Extract provided:
BEGIN

Hiroshima Tōshō-gū (広島東照宮) is a Shinto shrine in Hiroshima, Hiroshima Prefecture, Japan. It is Tōshō-gū shrine, which enshrines the first Shōgun of the Tokugawa Shogunate, Tokugawa Ieyasu.

== Geography ==
This Toshogu is located on a hilltop 300 meters high on Mt.Futaba, which is located in the northeast direction of Hiroshima Castle. It is considered to be the kimon (鬼門) (Note: Kimon (鬼門) is a Japanese word that means "the gate of demons." It refers to the direction from which demons are believed to come. The concept of Kimon is an important concept in Yin-Yang philosophy. It is considered an inauspicious direction in the northeast, where negative energy and evil forces are thought to flow in. Therefore, in order to seal off the Kimon, shrines and temples were placed in the northeast direction of castles and towns.) of Hiroshima Castle. The Hiroshima Prefectural Shinto Association is located on the west side of the Toshogu Shrine, and the Kanemitsu Inari Shrine is located behind it.

END

(Stored records)
BEGIN

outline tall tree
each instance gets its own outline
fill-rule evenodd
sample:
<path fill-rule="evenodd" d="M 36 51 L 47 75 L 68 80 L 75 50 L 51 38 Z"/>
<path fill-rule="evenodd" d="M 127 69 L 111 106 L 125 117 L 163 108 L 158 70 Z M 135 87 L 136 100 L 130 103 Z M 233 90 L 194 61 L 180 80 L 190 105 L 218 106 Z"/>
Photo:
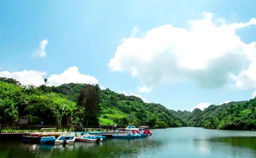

END

Problems to work on:
**A)** Please quote the passage on Hiroshima Tōshō-gū from "Hiroshima Tōshō-gū (広島東照宮)" up to and including "Shogunate, Tokugawa Ieyasu.".
**B)** Answer these questions from the passage on Hiroshima Tōshō-gū:
(i) Whom does the shrine enshrine?
(ii) How high is the hilltop on which the shrine stands?
(iii) What is located on the west side of the shrine?

Answers for this exercise:
**A)**
Hiroshima Tōshō-gū (広島東照宮) is a Shinto shrine in Hiroshima, Hiroshima Prefecture, Japan. It is Tōshō-gū shrine, which enshrines the first Shōgun of the Tokugawa Shogunate, Tokugawa Ieyasu.

**B)**
(i) Tokugawa Ieyasu, the first Shōgun of the Tokugawa Shogunate.
(ii) 300 meters.
(iii) The Hiroshima Prefectural Shinto Association.